--- What this task involves ---
Edit the listing below so that every "marker" becomes "point", leaving all other text unchanged.

--- Materials provided ---
++++++
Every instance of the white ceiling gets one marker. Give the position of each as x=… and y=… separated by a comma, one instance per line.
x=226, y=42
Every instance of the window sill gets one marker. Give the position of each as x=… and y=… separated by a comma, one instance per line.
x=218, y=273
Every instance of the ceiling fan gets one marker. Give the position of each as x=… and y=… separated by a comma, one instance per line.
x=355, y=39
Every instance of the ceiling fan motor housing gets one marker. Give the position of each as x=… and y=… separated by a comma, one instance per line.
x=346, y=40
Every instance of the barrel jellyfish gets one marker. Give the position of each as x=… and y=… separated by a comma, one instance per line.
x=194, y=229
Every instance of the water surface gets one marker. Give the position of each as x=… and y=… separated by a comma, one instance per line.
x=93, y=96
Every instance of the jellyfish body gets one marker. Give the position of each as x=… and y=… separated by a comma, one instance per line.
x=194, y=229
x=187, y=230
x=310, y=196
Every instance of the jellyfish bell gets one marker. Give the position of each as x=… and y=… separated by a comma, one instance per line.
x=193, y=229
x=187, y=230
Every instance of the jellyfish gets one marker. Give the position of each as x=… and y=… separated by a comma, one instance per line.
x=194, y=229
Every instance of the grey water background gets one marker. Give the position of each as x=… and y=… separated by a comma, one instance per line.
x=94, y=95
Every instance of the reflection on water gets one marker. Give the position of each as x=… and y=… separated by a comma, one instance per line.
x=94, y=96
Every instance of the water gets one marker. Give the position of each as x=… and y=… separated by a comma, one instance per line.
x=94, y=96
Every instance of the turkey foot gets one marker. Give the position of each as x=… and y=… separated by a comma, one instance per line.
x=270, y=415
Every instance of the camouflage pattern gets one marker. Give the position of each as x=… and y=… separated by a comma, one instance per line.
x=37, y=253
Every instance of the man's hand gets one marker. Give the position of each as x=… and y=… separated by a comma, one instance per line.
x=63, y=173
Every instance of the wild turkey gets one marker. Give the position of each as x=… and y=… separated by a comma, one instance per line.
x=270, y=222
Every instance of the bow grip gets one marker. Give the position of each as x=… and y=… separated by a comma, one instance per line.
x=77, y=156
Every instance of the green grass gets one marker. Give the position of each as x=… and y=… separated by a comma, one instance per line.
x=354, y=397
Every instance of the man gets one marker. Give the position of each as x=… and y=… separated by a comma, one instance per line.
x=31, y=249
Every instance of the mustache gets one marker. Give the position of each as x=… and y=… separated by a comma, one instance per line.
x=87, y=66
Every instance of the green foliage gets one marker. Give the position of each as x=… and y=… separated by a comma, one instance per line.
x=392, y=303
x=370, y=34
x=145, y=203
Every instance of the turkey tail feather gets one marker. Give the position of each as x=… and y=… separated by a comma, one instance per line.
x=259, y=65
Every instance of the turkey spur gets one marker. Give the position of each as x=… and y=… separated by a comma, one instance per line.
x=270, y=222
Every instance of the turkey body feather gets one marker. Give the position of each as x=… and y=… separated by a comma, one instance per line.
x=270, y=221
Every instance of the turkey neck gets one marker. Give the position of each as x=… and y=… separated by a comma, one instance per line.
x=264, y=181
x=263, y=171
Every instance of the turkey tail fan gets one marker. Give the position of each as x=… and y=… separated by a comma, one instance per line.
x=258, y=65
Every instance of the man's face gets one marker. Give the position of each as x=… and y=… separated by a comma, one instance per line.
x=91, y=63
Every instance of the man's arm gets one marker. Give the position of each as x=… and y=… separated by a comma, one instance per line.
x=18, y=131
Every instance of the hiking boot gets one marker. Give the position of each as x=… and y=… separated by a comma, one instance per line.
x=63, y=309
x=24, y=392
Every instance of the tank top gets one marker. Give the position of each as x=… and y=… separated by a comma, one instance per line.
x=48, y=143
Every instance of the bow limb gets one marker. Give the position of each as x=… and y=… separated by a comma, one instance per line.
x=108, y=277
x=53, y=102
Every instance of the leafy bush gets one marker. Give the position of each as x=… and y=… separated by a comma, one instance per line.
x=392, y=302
++++++
--- Correct result ---
Every instance of the white ceiling gets one point. Give the position of each as x=… and y=… separated by a comma, one instance per line.
x=226, y=42
Every instance of the window sill gets one point. Give the position of each as x=… and y=… separated by a comma, one instance per line.
x=218, y=273
Every instance of the ceiling fan gets one point. Give the position of each as x=… and y=… separated by a comma, one instance per line.
x=355, y=39
Every instance of the ceiling fan motor housing gets one point. Give the position of each as x=… and y=… separated by a comma, one instance per line.
x=346, y=40
Every instance of the barrel jellyfish gets one point. Give the position of each as x=… and y=… separated by a comma, one instance per line.
x=194, y=229
Every instance of the water surface gets one point. Give the position of each as x=… and y=… separated by a comma, one instance per line.
x=93, y=96
Every instance of the jellyfish body gets one point. Give the position of each as x=… and y=… separated by a comma, one instance per line.
x=194, y=229
x=187, y=230
x=310, y=196
Every instance of the jellyfish bell gets one point. Give the position of each as x=… and y=… separated by a comma, one instance per line.
x=193, y=229
x=187, y=230
Every instance of the jellyfish gets one point. Give the position of each as x=… and y=… separated by a comma, one instance per line.
x=194, y=229
Every instance of the grey water background gets one point. Give the position of each as x=… and y=… separated by a comma, one instance per line.
x=94, y=95
Every instance of the reflection on water gets one point. Give the position of each as x=… and y=… separated by a comma, one instance per line.
x=94, y=96
Every instance of the water gets one point. Give the position of each as x=… and y=… separated by a comma, one instance per line.
x=94, y=96
Every instance of the turkey foot gets one point. Give the position of each as x=… and y=… separated by a comma, one instance per line.
x=270, y=415
Every instance of the camouflage pattern gets one point. Give the position of each as x=… and y=… separated by a comma, one instance per line.
x=37, y=253
Every instance of the man's hand gets one point. Give the position of each as x=… and y=… separated by a comma, one instance per line.
x=63, y=173
Every instance of the wild turkey gets one point. Give the position of each as x=… and y=… separated by a comma, one instance per line.
x=270, y=222
Every instance of the bow grip gets one point. Give the position of each as x=… and y=… separated by a comma, one instance per line.
x=77, y=156
Every instance of the green grass gets one point. Give the position of each as x=… and y=… separated by a comma, one instance per line.
x=354, y=397
Every instance of the man gets one point. Give the position of each as x=… and y=… separated by a comma, one instance per line.
x=31, y=249
Every instance of the mustache gets one point. Give the position of each as x=… and y=… separated by a comma, one instance per line.
x=87, y=66
Every instance of the green foliage gets one point. Give the position of each as x=… and y=… separated by a comma, one instance per line.
x=392, y=303
x=370, y=34
x=145, y=203
Every instance of the turkey tail feather gets one point. Give the position of each as x=… and y=… separated by a comma, one instance per line.
x=259, y=65
Every instance of the turkey spur gets one point. Give the position of each as x=… and y=… separated by a comma, one instance per line.
x=270, y=222
Every instance of the turkey body feather gets one point. Give the position of each as x=… and y=… separated by a comma, one instance per line.
x=270, y=221
Every instance of the turkey neck gets one point. Give the position of each as x=… and y=… separated by a comma, one instance per line.
x=264, y=181
x=263, y=171
Every instance of the turkey tail fan gets one point. Give the position of each as x=… and y=… separated by a comma, one instance per line.
x=258, y=65
Every instance of the man's face gets one point. Give the position of each as x=… and y=… separated by a comma, one instance per line.
x=91, y=63
Every instance of the man's arm gets one point. Give the position of each as x=… and y=… separated by a comma, one instance per line.
x=18, y=131
Every instance of the hiking boot gets one point. Give the position of each as x=… and y=… separated by a comma, one instance per line.
x=63, y=309
x=24, y=392
Every instance of the tank top gets one point. Give the position of each as x=… and y=… separated by a comma, one instance per line.
x=48, y=143
Every instance of the bow limb gets one point. Give the position of each as x=… and y=… separated by a comma, one instance per line.
x=108, y=277
x=53, y=102
Every instance of the leafy bush gets one point. Give the position of each as x=… and y=… separated by a comma, one instance per line.
x=392, y=302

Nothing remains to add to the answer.